Biomechanical comparison of locked plating and spiral blade retrograde nailing of supracondylar femur fractures
Background. Comminuted supracondylar femur fractures in the elderly are often treated with either retrograde femoral nailing or locked plating. Early weight-bearing is typically restricted after fixing supracondylar fractures, thereby impairing the patient's mobilization. In general, surgeons are more comfortable allowing early weight-bearing of long bone fractures after nailing rather than plating, but early studies of retrograde nails for supracondylar fractures using standard distal locking showed poor fixation compared with locked plating. Newer generation distal locking techniques, such as the spiral blade, may demonstrate improved fixation, potentially allowing early weight bearing. The purpose of this study is to biomechanically compare locked plating with retrograde nailing of osteoporotic supracondylar femur fractures with simulated physiologic weight-bearing in the post-operative period.
Methods. The Locking Condylar Plate (LCP) and Retrograde/Antegrade EX Femoral Nail (RAFN) with spiral blade locking were tested using 10 paired elderly cadaveric femurs, divided into normal and low BMD groups, with a simulated AO/OTA type 33-A3 supracondylar femur fracture. Each specimen was subjected to 200,000 loading cycles simulating six weeks of postoperative recovery with full weight-bearing for an average individual and the construct subsidence and axial stiffness were measured.

» **DATA TO EXAMINE**:
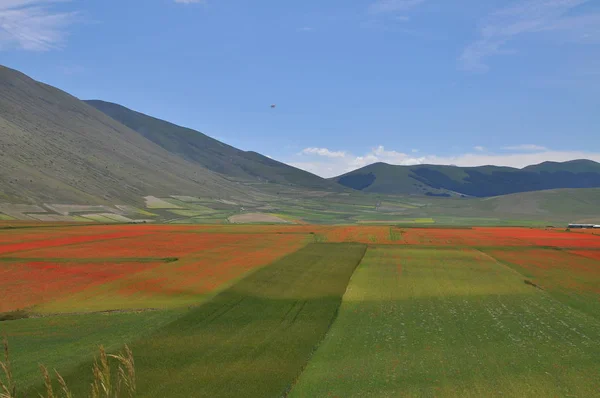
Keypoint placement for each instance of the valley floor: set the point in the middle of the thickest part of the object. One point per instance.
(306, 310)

---

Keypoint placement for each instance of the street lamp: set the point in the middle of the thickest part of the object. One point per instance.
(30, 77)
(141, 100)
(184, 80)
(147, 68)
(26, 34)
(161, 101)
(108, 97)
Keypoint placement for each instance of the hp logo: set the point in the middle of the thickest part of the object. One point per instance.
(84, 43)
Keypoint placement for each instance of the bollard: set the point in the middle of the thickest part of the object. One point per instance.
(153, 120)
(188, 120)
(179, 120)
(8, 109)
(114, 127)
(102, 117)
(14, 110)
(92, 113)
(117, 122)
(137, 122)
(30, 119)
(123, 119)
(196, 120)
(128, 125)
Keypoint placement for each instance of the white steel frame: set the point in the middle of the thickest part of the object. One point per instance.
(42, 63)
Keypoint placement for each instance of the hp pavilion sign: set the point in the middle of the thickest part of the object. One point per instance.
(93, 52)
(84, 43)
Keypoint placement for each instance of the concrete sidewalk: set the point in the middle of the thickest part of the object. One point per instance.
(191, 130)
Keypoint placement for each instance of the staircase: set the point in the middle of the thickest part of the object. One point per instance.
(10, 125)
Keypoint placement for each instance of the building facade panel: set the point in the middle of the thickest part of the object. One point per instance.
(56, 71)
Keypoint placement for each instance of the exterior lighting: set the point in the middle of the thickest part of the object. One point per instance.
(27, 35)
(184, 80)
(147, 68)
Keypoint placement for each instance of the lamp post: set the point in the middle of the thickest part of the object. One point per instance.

» **TASK 1**: In the femur fracture study, how many loading cycles was each specimen put through?
» **TASK 2**: Extend the femur fracture study by writing what comes after its final sentence.
Nothing here depends on the lines.

» **ANSWER BOX 1**: 200,000 loading cycles.

» **ANSWER BOX 2**:
Results. LCP fixation compared to RAFN showed higher axial stiffness for normal and low BMD groups (80% and 57% respectively). After cyclic loading, axial stiffness of both constructs decreased by 20% and RAFN fixation resulted in twice as much subsidence (1.9±0.6 mm). Two RAFN constructs with low BMD failed after a few cycles whereas the matched pairs fixed with LCP failed after 68,000 and 100,000 cycles.
Conclusions. The LCP construct was stiffer than RAFN construct. Early weight bearing may cause 3–4 mm of subsidence in elderly patients with low BMD. However, because of the observed failures in two of the samples treated with RAFN in the low BMD group, early weight bearing is not recommended in osteoporotic bones treated with RAFN.